*WRITTEN INSTRUCTION:* Write out each line exactly as given. Leave the pictures out of your copy.

— BEGIN —

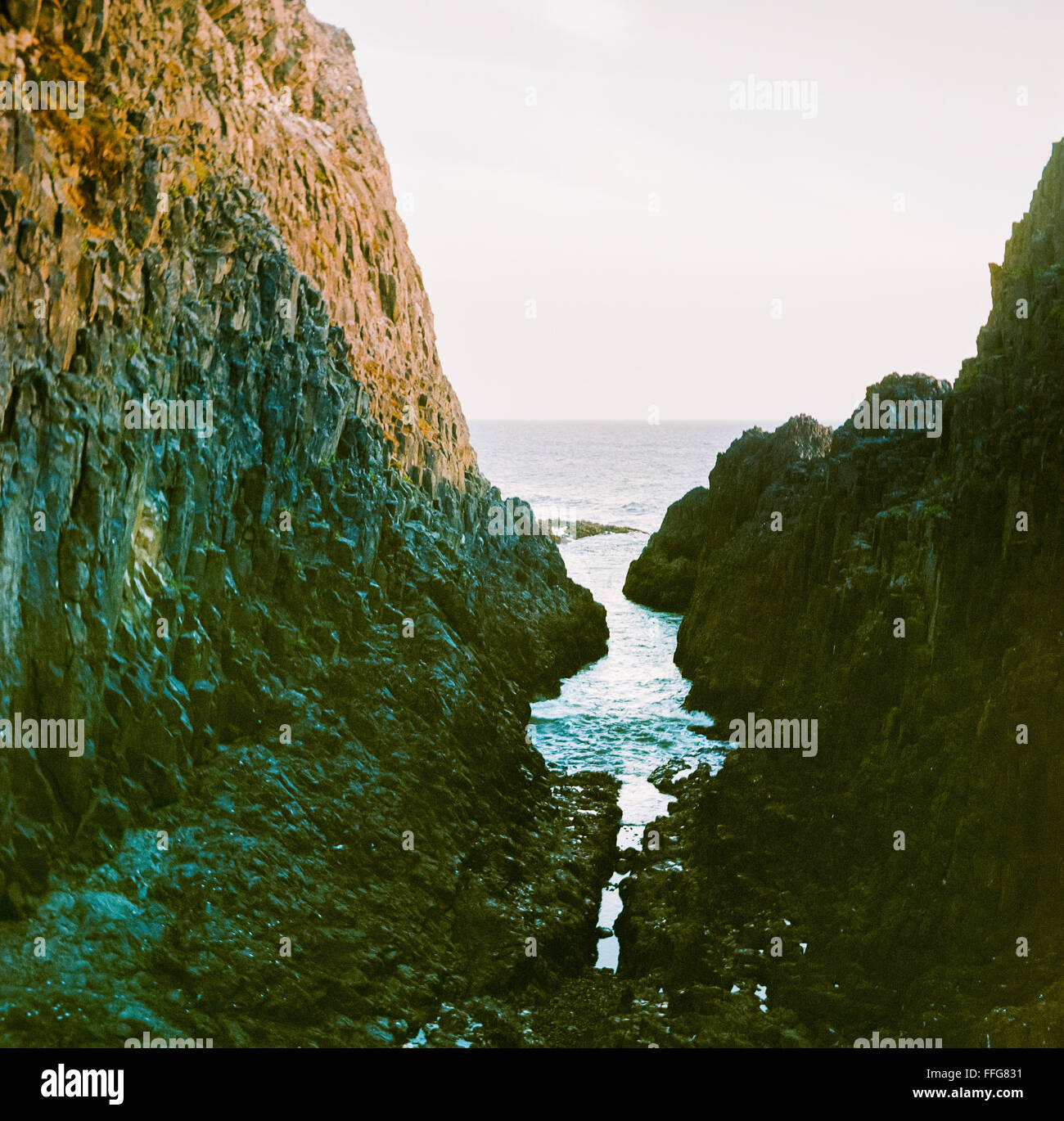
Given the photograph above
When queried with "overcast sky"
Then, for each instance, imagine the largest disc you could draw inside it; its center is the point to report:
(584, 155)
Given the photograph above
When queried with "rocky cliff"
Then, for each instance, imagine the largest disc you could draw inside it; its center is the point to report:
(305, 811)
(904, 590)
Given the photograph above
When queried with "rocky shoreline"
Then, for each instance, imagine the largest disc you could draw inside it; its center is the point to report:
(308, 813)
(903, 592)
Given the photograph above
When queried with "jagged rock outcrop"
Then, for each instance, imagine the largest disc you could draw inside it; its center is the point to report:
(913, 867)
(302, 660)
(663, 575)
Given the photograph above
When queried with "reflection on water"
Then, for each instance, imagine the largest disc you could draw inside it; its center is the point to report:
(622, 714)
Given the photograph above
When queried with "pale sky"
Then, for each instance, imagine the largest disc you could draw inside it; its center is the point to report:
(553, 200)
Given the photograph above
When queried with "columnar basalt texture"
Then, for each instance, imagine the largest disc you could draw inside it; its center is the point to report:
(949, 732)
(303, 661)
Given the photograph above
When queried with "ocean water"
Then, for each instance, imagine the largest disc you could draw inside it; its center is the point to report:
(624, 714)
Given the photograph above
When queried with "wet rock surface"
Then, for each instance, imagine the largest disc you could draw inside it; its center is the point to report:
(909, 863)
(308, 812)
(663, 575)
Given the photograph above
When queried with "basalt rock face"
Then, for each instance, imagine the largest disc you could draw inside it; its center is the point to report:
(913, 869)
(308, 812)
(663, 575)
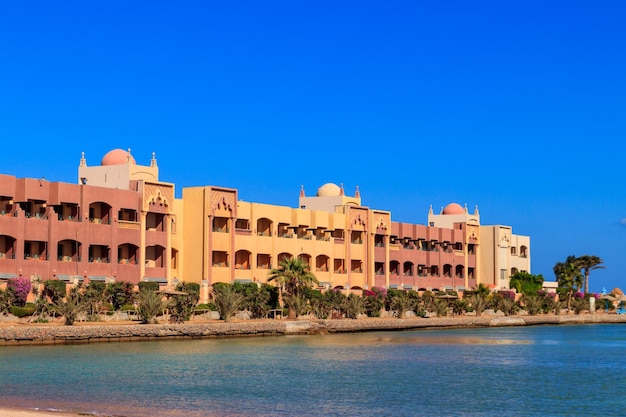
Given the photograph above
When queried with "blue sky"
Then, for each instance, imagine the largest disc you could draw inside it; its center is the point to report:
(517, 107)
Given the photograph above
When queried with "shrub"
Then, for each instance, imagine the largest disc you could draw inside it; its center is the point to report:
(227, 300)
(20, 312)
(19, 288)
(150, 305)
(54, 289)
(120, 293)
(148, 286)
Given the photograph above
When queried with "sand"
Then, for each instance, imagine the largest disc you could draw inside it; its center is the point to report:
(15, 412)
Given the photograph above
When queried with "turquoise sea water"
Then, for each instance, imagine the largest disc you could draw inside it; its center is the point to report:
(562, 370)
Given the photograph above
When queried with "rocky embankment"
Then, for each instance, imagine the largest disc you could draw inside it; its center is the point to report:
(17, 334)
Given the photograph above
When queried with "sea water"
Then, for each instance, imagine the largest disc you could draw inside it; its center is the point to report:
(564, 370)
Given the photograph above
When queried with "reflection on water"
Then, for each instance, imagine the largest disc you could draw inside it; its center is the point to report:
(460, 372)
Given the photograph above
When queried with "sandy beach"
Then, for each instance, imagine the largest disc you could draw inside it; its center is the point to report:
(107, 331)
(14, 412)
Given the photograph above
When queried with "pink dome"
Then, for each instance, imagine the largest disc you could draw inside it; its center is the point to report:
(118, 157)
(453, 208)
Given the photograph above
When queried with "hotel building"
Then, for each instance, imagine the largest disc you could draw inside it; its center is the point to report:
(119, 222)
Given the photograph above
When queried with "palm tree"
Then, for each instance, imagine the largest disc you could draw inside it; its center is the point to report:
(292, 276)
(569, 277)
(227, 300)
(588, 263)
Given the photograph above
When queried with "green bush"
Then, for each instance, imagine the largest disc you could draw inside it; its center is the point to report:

— END —

*WRITTEN RESPONSE:*
Given the photograph above
When queried with "overcast sky"
Then, for each instance, imagine the largest disc you could draw inside it; its center is the point to report:
(584, 155)
Given the photograph above
When queried with "rocky cliff"
Then, for each instance, imagine the largest disc you could draw inside it; its center is the point to report:
(305, 811)
(904, 590)
Given the photograph above
When queried with "rocky shoreline"
Then, for each instance, imagine the largest disc you could draw inside it; its center is the point to report:
(308, 813)
(903, 592)
Given the photograph above
When queried with "jagged rock outcrop"
Then, for each instance, imagine the largest disc you could draw inside it; its center is the point to report:
(913, 867)
(302, 660)
(663, 575)
Given the photograph above
When queried with "reflection on water"
Then, for each instance, imagine the largest disc you could draw inside it; its center is the point to report:
(622, 714)
Given the photograph above
When queried with "pale sky"
Then, for each instance, imagine the largest disc you could draw inside it; its center is the point to report:
(553, 200)
Given the photograph above
When queried with "columnar basalt texture"
Then, for each instance, imagine the largest disc you could draw inside it; its center is the point to report:
(949, 732)
(303, 661)
Given the photograph above
When queried with "ocean water"
Then, for each instance, imagine the largest disc you could draw inside it; its center is the point to report:
(624, 714)
Given the photograph above
When queried with "wet rock surface"
Then, for each instance, imagine the largest disc you could draw inside it; its center is the point to report:
(909, 863)
(308, 812)
(663, 575)
Given the photograph above
When queried with "basalt rock face"
Then, for each instance, imagine the largest disc you could draw inside it; its center is the point to report:
(913, 869)
(308, 812)
(663, 575)
Given the photograph above
When queried with "blue sky"
Then, for each instance, imagine the largest disc you could draw inside it; its center is the point to report:
(517, 107)
Given the photograph above
When queried with "shrub"
Then, for each instance, imagine the largest disc you could draw inside it; its center is the point to report:
(227, 300)
(20, 312)
(19, 288)
(150, 305)
(54, 289)
(120, 293)
(148, 286)
Given the photograph above
When queried with "sand"
Then, for each instance, imagine the largest disc you could draw inside it; its center is the point to report:
(15, 412)
Given the photograph above
When queried with "turquoise sea water"
Then, for each instance, imagine the largest disc you could draw inside it; its center is the point to report:
(562, 370)
Given the photograph above
When queried with "rocky embankment"
Then, for each instance, imagine the largest disc you could draw inside it; its center is the point to report:
(17, 334)
Given the photograph above
When queried with "sea water"
Then, for each instance, imagine the largest disc you could draw inside it; its center is the point to report:
(564, 370)
Given the photograph above
When queried with "reflection on water"
Then, for each instance, imagine the largest disc you could draw inside it; its center is the point to report:
(460, 372)
Given the photograph above
When queried with "sandy beach"
Then, for each instance, imagine the largest disc you could draw inside it; its center is the point to report:
(107, 331)
(14, 412)
Given the photograph above
When queried with "pink dome"
Then, for each instance, imagine the largest disc you could draw inside it; its center is the point to report:
(118, 157)
(453, 208)
Given the photograph above
When queried with "hotel building"
Then, for each instance, imagine the largest disc you could draw inside it; its center is the point to report:
(119, 222)
Given the photograph above
When queried with "palm tree"
Then, for each instance, imagine the largest disc you could draw inside it; its center is the point to report:
(292, 276)
(569, 277)
(227, 300)
(588, 263)
Given the photograph above
When queried with "green bush"
Then, for each instance, imagine the largest disc you could draw inside it; its center is the point to report:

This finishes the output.